╭─ Entries shown

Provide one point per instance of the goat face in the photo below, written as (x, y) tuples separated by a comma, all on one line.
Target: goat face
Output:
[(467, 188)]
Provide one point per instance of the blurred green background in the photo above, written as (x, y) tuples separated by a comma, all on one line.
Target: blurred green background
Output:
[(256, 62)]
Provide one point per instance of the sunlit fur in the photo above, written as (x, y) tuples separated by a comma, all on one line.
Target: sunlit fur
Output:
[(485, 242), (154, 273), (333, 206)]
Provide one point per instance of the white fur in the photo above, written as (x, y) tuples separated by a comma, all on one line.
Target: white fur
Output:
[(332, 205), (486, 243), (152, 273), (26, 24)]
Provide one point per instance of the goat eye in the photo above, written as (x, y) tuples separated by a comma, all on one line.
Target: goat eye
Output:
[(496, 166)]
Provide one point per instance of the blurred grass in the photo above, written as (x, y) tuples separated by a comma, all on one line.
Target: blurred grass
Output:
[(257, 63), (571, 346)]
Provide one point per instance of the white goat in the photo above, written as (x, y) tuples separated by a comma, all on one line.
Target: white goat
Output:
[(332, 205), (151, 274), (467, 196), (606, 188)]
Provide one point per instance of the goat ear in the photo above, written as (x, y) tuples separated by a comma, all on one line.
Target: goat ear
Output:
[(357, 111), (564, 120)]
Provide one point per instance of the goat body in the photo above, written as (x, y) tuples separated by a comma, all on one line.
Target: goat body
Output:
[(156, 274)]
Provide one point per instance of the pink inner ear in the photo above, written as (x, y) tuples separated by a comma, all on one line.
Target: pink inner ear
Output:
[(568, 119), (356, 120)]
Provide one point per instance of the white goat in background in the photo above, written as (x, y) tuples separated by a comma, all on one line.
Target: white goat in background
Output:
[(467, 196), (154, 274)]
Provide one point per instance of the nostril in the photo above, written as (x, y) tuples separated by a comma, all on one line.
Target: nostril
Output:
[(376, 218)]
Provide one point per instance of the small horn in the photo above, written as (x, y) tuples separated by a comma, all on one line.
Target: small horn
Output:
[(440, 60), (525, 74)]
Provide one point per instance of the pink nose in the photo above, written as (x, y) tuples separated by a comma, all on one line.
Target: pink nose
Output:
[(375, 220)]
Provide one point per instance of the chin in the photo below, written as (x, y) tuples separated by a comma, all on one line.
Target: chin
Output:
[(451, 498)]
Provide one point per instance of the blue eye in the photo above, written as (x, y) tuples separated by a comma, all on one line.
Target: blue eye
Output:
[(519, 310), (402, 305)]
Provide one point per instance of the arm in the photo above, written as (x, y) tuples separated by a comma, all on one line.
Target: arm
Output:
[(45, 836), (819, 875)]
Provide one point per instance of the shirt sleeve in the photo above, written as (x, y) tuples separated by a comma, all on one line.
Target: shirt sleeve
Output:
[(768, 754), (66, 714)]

╰─

# Exercise instructions
The data above should be duplicated exactly and completely.

# Completed exercise
Provide one point per instance of the goat face in the photo below, written as (x, y) tuples separated by a comma, all on one line.
Target: goat face
Output:
[(467, 188)]
Provide one point per instance of the blurred green background in the photo above, written as (x, y) tuples separated by a comma, all on one line.
Target: blurred green background
Output:
[(256, 62)]
Provide one point per instance of the sunlit fur in the photo above, written as (x, y) tuples separated by a comma, all on one line.
Target: sunlit fur
Output:
[(485, 242), (154, 273), (333, 206)]
Provide one point per instance of the white fur in the photo above, written as (x, y) tuples separated by a comma, all on one line.
Target: white fur
Output:
[(332, 205), (486, 243), (152, 273), (26, 24)]
Provide one point per instance of the goat eye in the photo above, written as (x, y) tuples separated by a comma, all on one line.
Target: goat eye
Output:
[(496, 166)]
Provide one point per instance of the blurred grass in the photo above, written as (x, y) tuples separated by a comma, all on one line.
Target: blurred grass
Output:
[(257, 63), (571, 346)]
Provide one point per instance of the white goat in the photo above, written as (x, y) tuples separated by a comma, all on one line.
Target: white goat
Output:
[(332, 205), (151, 274), (467, 196), (606, 188)]
Provide one point per instance of the goat ear in the photo above, written as (x, y) tuples separated by a comma, all on one line.
Target: goat ear
Output:
[(357, 111), (564, 120)]
Provide one point per instance of the goat body in the photo above, written as (x, y) tuples separated by a comma, all on one line.
Target: goat body
Output:
[(156, 274)]
Provide one point per instance of the pink inner ear in the photo above, written as (x, y) tuples separated by a comma, all on one line.
Target: pink inner ear
Output:
[(568, 119), (356, 120)]
Provide one point per instance of the white goat in background in the photo above, written as (x, y) tuples separated by a comma, all on one line.
Target: white goat in background
Output:
[(467, 196), (154, 274)]
Provide one point per instance of the nostril in the photo above, written as (x, y) tuples separated by a comma, all on one line.
Target: nostril
Output:
[(376, 218)]
Provide one point per instance of the small horn in the photo above, written as (x, y) tuples separated by a comma, all on one line.
Target: small horn
Output:
[(440, 60), (525, 74)]
Provide one point per instance of the pink nose in the photo above, written as (x, y) tuples separated by a comma, all on one line.
Target: pink nose
Output:
[(375, 220)]
Provide one point per instance of the chin in the photo below, written as (x, y) tuples separated by a comma, all on one line.
Target: chin
Output:
[(451, 498)]
Provide one point per instance of the blue eye in the photo above, written as (x, y) tuples separated by a comma, all on one line.
Target: blue eye
Output:
[(519, 310), (402, 305)]
Provide one point per instance of the arm in the photo above, written as (x, y) tuples separated by a comma, all on one line.
Target: arm
Output:
[(45, 836), (819, 875)]
Provide one point per instance of the shirt sleeve in the photo above, written as (x, y) tuples separated by a comma, all on one line.
Target: shirt sleeve
Output:
[(768, 754), (66, 714)]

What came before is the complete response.